Entries supplied:
# # # # # # #

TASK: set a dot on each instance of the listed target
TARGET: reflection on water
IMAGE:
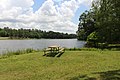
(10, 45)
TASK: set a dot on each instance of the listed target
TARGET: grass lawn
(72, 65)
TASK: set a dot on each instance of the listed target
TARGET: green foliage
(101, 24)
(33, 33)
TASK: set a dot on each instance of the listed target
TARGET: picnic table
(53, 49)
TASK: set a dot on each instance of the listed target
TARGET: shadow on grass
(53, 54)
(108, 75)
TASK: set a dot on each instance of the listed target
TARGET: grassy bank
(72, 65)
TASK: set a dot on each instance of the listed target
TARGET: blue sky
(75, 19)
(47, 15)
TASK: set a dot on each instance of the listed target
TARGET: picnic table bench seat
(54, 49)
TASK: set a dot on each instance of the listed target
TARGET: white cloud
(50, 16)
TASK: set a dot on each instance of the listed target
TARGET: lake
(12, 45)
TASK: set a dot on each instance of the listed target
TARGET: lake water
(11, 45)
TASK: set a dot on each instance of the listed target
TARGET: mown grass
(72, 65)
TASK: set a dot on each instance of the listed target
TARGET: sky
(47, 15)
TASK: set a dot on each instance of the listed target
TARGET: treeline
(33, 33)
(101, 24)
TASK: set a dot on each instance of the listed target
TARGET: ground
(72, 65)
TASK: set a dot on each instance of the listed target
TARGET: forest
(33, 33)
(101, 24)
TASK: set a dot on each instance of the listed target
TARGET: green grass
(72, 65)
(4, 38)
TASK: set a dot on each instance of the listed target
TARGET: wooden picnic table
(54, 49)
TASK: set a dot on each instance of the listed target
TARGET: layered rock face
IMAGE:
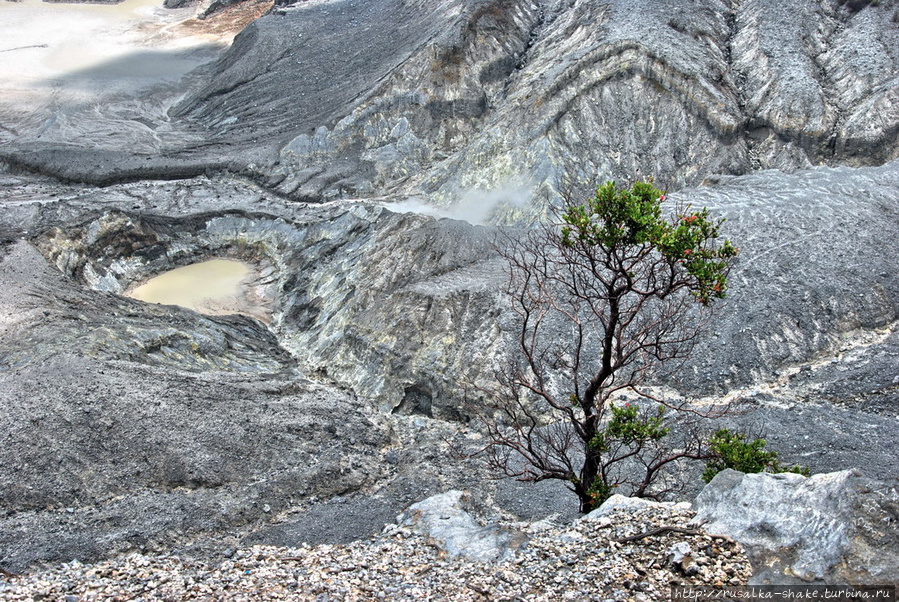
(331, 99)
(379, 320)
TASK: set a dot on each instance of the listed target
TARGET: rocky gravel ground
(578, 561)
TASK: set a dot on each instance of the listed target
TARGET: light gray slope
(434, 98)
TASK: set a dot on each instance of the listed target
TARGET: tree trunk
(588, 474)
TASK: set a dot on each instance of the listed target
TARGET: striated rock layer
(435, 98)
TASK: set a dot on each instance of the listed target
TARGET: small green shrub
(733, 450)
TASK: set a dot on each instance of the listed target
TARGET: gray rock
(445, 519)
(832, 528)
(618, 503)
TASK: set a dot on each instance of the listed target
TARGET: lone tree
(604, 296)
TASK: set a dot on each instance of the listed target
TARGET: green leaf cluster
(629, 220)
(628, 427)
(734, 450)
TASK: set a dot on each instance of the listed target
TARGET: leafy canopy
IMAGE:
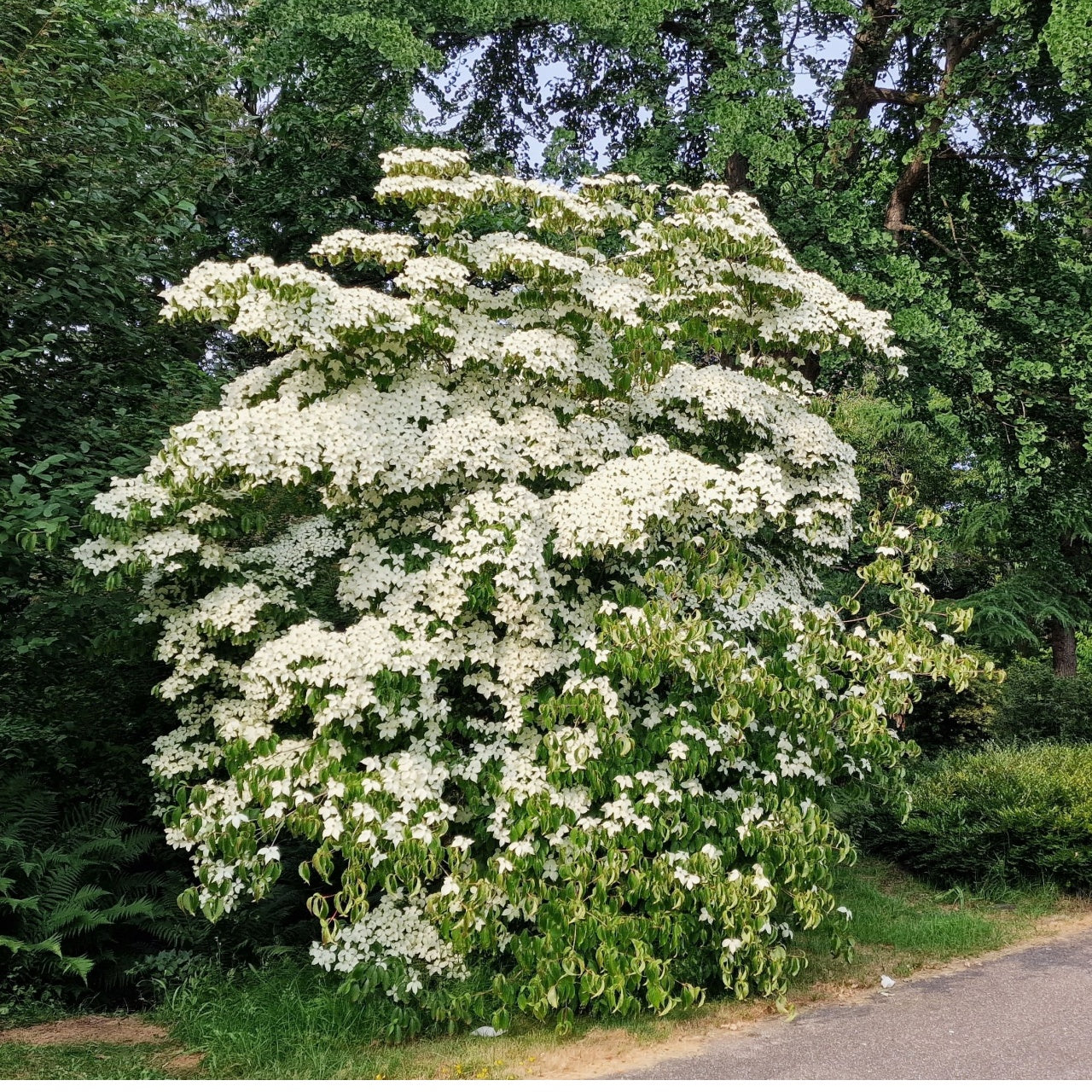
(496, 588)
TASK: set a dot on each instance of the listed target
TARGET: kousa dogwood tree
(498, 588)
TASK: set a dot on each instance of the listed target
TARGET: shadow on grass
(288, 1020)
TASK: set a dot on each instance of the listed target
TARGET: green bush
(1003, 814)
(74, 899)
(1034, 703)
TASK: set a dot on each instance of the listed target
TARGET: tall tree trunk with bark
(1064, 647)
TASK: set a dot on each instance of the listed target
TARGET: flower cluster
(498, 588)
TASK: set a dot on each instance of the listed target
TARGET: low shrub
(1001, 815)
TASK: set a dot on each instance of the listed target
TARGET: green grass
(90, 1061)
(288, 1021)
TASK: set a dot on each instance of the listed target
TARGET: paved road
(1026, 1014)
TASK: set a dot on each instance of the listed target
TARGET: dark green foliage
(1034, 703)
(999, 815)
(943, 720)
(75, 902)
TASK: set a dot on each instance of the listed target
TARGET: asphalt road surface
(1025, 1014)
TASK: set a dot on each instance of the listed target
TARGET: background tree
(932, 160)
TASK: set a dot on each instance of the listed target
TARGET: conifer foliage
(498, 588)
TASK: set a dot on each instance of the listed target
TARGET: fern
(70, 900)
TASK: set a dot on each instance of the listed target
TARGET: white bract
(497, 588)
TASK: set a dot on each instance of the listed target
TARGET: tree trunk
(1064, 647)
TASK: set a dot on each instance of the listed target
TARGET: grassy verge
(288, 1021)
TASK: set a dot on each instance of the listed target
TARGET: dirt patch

# # # # # # #

What is being asked:
A faithful copy of the data above is wanted, with every image left out.

Answer box:
TASK: set a dot on each instance of the listed target
TARGET: reflection on water
IMAGE:
(10, 45)
TASK: set a dot on each instance of the listed target
TARGET: grass lawn
(72, 65)
TASK: set a dot on each instance of the listed target
TARGET: green foliage
(101, 24)
(33, 33)
TASK: set a dot on each instance of the listed target
TARGET: picnic table
(53, 49)
TASK: set a dot on each instance of the listed target
TARGET: shadow on grass
(53, 54)
(108, 75)
TASK: set a dot on each instance of the listed target
TARGET: grassy bank
(72, 65)
TASK: set a dot on each instance of the listed target
TARGET: blue sky
(75, 19)
(47, 15)
TASK: set a dot on each instance of the listed target
TARGET: picnic table bench seat
(54, 49)
TASK: set a dot on each instance of the listed target
TARGET: white cloud
(50, 16)
TASK: set a dot on each instance of the listed target
TARGET: lake
(12, 45)
TASK: set a dot on each instance of the listed target
TARGET: lake water
(11, 45)
TASK: set a dot on each instance of the listed target
TARGET: mown grass
(72, 65)
TASK: set a dot on each instance of the listed target
TARGET: sky
(47, 15)
TASK: set a dot on each instance of the listed target
TARGET: treeline
(33, 33)
(101, 24)
TASK: set a dot on each instance of the listed target
TARGET: ground
(72, 65)
TASK: set a dot on each instance of the listed target
TARGET: forest
(33, 33)
(101, 24)
TASK: set a dot on each instance of the listed target
TARGET: green grass
(72, 65)
(4, 38)
TASK: set a dot on each instance of the listed target
TARGET: wooden picnic table
(54, 49)
TASK: set a dot on each instance of the listed target
TARGET: layered rock face
IMAGE:
(331, 99)
(379, 320)
TASK: set a dot on each instance of the listed target
TARGET: rocky gravel ground
(578, 561)
TASK: set a dot on each instance of the listed target
TARGET: light gray slope
(434, 98)
TASK: set a dot on each instance of the listed target
TARGET: tree trunk
(588, 474)
TASK: set a dot on each instance of the listed target
TARGET: striated rock layer
(435, 98)
TASK: set a dot on each instance of the listed target
TARGET: small green shrub
(733, 450)
TASK: set a dot on each instance of the listed target
TARGET: gray rock
(445, 519)
(832, 528)
(618, 503)
TASK: set a dot on each instance of the listed target
TARGET: lone tree
(604, 296)
TASK: set a dot on each instance of the listed target
TARGET: green leaf cluster
(629, 220)
(628, 427)
(734, 450)
TASK: set a dot on each instance of the listed target
TARGET: leafy canopy
IMAGE:
(496, 588)
TASK: set a dot on each instance of the listed target
TARGET: kousa dogwood tree
(498, 588)
TASK: set a dot on each instance of the listed target
TARGET: shadow on grass
(288, 1020)
TASK: set a dot on each instance of the listed target
TARGET: green bush
(1003, 814)
(74, 899)
(1034, 703)
TASK: set a dot on each instance of the listed target
TARGET: tall tree trunk with bark
(1064, 647)
TASK: set a dot on each instance of the listed target
TARGET: flower cluster
(498, 588)
TASK: set a dot on each instance of the listed target
TARGET: low shrub
(1001, 815)
TASK: set a dot on each instance of the listed target
TARGET: green grass
(90, 1061)
(288, 1021)
TASK: set a dot on each instance of the listed target
TARGET: paved road
(1026, 1014)
TASK: set a dot on each instance of the listed target
TARGET: dark green foliage
(1034, 703)
(999, 815)
(943, 720)
(75, 902)
TASK: set a dot on each instance of the listed target
TARGET: asphalt road surface
(1025, 1014)
TASK: set a dot on each instance of the listed target
TARGET: background tree
(932, 160)
TASK: set a dot on each instance of the listed target
TARGET: conifer foliage
(498, 588)
TASK: set a dot on each instance of the listed target
TARGET: fern
(70, 900)
TASK: set a dot on each instance of the listed target
TARGET: white bract
(497, 588)
TASK: set a dot on each instance of the listed target
TARGET: tree trunk
(1064, 647)
TASK: set a dot on each instance of the listed target
TARGET: grassy verge
(288, 1021)
TASK: set a dot on each instance of the listed target
TARGET: dirt patch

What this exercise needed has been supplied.